(Written instruction): Render every line of the items below as a JSON array of strings, one string per line, with blank lines skipped and the pictures omitted.

(Given records):

────────────────────────────────────────

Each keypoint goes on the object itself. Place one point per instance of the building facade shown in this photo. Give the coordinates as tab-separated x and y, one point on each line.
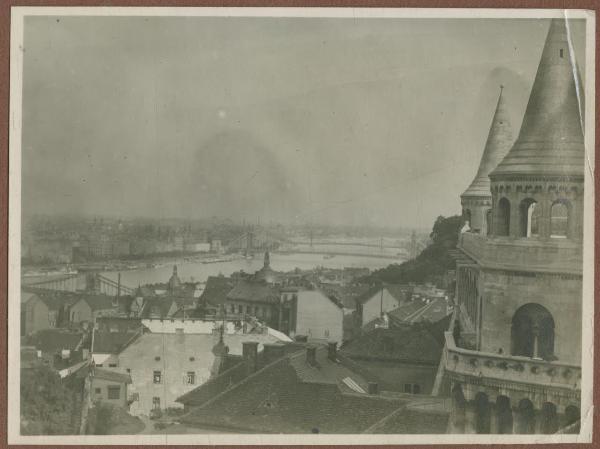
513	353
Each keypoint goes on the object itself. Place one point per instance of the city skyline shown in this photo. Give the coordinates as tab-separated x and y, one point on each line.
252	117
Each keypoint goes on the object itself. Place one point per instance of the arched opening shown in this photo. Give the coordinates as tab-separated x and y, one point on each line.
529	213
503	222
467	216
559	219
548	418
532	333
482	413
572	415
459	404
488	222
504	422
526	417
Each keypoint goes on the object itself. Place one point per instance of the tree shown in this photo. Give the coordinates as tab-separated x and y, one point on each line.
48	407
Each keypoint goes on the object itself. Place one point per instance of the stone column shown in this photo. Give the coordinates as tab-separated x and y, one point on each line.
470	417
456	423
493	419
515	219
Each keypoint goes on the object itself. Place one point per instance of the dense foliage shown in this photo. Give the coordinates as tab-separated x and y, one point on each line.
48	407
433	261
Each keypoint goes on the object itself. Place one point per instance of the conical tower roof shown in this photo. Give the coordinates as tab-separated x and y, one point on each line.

────────────────────────────────────────

(Reply):
[
  "Each keypoint goes on the object itself. Place one point per instance of the building facade shown in this photo. Give the coordinates as tab-separated x and y, one point on each line.",
  "513\t353",
  "Each keypoint goes on the object itself. Place one point per instance of the city skyline shown in this photo. Give the coordinates as tab-separated x and y, one point on each line.",
  "252\t117",
  "Each keypoint goes on the object itself. Place one point per instance of the arched opening shown in this photo. Give the coordinates as tab-separated x and y, one point on each line.",
  "529\t213",
  "503\t222",
  "467\t216",
  "559\t219",
  "548\t418",
  "532\t333",
  "482\t413",
  "572\t415",
  "459\t404",
  "488\t222",
  "504\t422",
  "526\t417",
  "Each keypoint goes on the object itself. Place one point per instance of the tree shown in this photo. Give the coordinates as tab-separated x and y, one point on each line.",
  "48\t407",
  "Each keypoint goes on the object itself. Place one point per instance of the stone column shown in this photo. Give the coordinates as tab-separated x and y, one point on each line.",
  "470\t417",
  "456\t423",
  "493\t419",
  "515\t219",
  "Each keypoint goes on the object itself. Place one point per instance of the dense foliage shown in this photo. Give the coordinates as tab-separated x and y, one point on each line.",
  "48\t407",
  "433\t261",
  "Each keypoint goes on the object itself. Place one point per instance of the conical tower roof shown in this photo. Give the coordinates as tab-separated x and y, one point on each line."
]